Written exercise: Set down word for word the part of the code review excerpt that opens with the words containing "Ah, yeah, seems" and closes with "useful after access().".

··· Selected excerpt ···

Ah, yeah, seems to be the only reason. I'll remove the check, it
wasn't paranoia :)

>
> >
> > >
> > > > +             return ERR_PTR(err);
> > > > +     }
> > > > +
> > > > +     for (i = 0; i < ARRAY_SIZE(locations); i++) {
> > > > +             snprintf(path, PATH_MAX, locations[i], buf.release);
> > > > +             pr_debug("attempting to load kernel BTF from '%s'\n", path);
> > >
> > > I think this debug message would have been more useful after access().
> >
> > Sure, will move.
> >
> > >
> > > > +
> > > > +             if (access(path, R_OK))
> > > > +                     continue;
> > > > +
> > > > +             btf = btf__parse_elf(path, NULL);
> > > > +             if (IS_ERR(btf))
> > > > +                     continue;
> > > > +
> > > > +             pr_debug("successfully loaded kernel BTF from '%s'\n", path);
> > > > +             return btf;
> > > > +     }
> > > > +
> > > > +     pr_warning("failed to find valid kernel BTF\n");
> > > > +     return ERR_PTR(-ESRCH);
> > > > +}
> > > > +
> > > > +/* Output spec definition in the format:
> > > > + * [<type-id>] (<type-name>) + <raw-spec> => <offset>@<spec>,
> > > > + * where <spec> is a C-syntax view of recorded field access, e.g.: x.a[3].b
> > > > + */
> > > > +static void bpf_core_dump_spec(int level, const struct bpf_core_spec *spec)
> > > > +{
> > > > +     const struct btf_type *t;
> > > > +     const char *s;
> > > > +     __u32 type_id;
> > > > +     int i;
> > > > +
> > > > +     type_id = spec->spec[0].type_id;
> > > > +     t = btf__type_by_id(spec->btf, type_id);
> > > > +     s = btf__name_by_offset(spec->btf, t->name_off);
> > > > +     libbpf_print(level, "[%u] (%s) + ", type_id, s);
> > >
> > > imo extra []() don't improve readability of the dump.
> >
> > [<num>] is the general convention I've been using throughout libbpf to
> > specify type ID, so I'd rather keep it for consistency. I can drop
> > parens, though, no problem.
> >
> > >
> > > > +
> > > > +     for (i = 0; i < spec->raw_len; i++)

··· Dataset entries ···

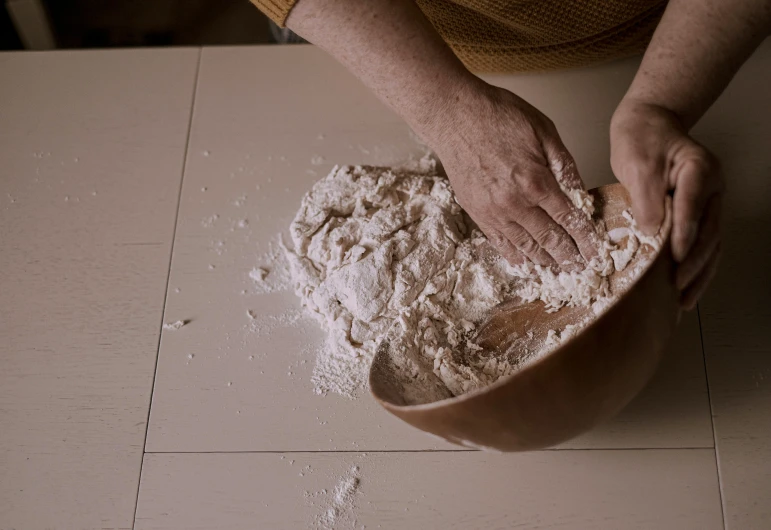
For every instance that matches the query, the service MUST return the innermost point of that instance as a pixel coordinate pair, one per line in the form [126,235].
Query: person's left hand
[652,154]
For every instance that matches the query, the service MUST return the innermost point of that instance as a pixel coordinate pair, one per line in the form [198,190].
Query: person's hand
[652,154]
[508,168]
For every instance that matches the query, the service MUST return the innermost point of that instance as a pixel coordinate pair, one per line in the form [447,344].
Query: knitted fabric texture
[525,35]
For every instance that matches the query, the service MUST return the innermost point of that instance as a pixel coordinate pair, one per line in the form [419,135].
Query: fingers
[561,162]
[560,208]
[691,296]
[648,202]
[506,249]
[704,245]
[695,182]
[550,237]
[521,240]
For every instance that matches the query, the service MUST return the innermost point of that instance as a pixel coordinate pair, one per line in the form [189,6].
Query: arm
[696,50]
[500,153]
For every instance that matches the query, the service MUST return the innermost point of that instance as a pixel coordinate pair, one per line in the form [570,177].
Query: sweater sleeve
[276,10]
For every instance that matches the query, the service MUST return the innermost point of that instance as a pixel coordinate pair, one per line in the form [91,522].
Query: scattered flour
[387,255]
[342,504]
[272,274]
[173,326]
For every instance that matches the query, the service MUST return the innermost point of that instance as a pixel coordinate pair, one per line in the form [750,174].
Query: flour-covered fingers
[704,245]
[695,181]
[505,248]
[527,245]
[552,238]
[694,292]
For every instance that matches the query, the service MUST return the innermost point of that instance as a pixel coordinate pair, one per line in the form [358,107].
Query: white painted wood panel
[92,147]
[267,124]
[735,314]
[593,490]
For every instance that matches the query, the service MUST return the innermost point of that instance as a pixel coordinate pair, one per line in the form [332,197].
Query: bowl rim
[660,254]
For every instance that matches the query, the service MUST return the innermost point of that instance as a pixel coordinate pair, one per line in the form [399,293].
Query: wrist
[445,107]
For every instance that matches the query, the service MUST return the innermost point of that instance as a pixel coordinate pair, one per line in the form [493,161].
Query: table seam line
[711,419]
[168,275]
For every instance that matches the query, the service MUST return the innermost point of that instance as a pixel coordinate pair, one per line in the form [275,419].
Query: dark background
[126,23]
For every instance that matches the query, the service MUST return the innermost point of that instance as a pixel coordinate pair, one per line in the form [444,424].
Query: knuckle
[534,188]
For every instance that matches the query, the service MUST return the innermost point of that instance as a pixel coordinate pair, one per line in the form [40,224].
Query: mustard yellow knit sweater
[528,35]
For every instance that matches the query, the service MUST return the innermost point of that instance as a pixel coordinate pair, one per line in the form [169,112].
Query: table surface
[141,186]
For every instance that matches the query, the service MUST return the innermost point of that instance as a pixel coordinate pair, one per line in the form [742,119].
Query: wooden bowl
[583,382]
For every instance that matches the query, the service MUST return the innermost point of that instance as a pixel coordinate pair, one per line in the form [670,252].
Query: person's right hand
[508,168]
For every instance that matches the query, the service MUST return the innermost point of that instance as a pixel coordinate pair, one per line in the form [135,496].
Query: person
[504,158]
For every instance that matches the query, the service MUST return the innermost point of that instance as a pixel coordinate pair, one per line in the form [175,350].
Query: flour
[340,507]
[388,256]
[173,326]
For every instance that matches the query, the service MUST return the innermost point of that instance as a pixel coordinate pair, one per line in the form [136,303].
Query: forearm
[696,50]
[391,47]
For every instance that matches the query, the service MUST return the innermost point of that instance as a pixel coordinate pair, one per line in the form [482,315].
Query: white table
[113,164]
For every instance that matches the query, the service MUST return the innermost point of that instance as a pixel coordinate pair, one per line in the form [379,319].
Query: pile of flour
[388,254]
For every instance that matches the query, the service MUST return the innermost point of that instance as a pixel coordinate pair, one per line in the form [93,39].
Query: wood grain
[252,158]
[735,313]
[92,148]
[661,489]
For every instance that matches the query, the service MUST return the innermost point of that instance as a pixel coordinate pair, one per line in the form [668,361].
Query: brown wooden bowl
[583,382]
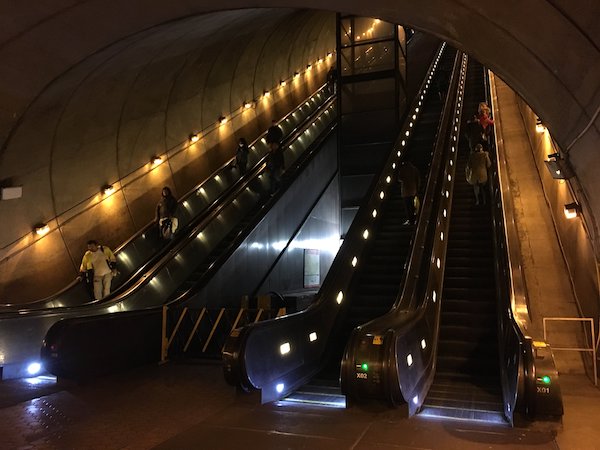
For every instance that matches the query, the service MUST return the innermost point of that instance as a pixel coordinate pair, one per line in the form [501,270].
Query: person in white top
[98,266]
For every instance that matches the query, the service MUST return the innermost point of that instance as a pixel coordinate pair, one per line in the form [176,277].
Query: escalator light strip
[285,348]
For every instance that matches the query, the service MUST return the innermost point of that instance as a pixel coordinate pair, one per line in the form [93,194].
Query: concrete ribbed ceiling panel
[546,50]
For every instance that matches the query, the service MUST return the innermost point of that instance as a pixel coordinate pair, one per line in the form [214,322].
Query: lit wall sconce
[539,126]
[572,210]
[41,229]
[559,168]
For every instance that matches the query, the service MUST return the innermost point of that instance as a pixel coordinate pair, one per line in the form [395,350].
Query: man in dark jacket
[165,214]
[409,178]
[275,166]
[274,134]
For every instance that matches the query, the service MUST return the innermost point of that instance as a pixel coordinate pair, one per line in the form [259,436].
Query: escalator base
[463,414]
[323,396]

···

Result of this task:
Ah, yeah, seems to be the only reason. I'll remove the check, it
wasn't paranoia :)

>
> >
> > >
> > > > +             return ERR_PTR(err);
> > > > +     }
> > > > +
> > > > +     for (i = 0; i < ARRAY_SIZE(locations); i++) {
> > > > +             snprintf(path, PATH_MAX, locations[i], buf.release);
> > > > +             pr_debug("attempting to load kernel BTF from '%s'\n", path);
> > >
> > > I think this debug message would have been more useful after access().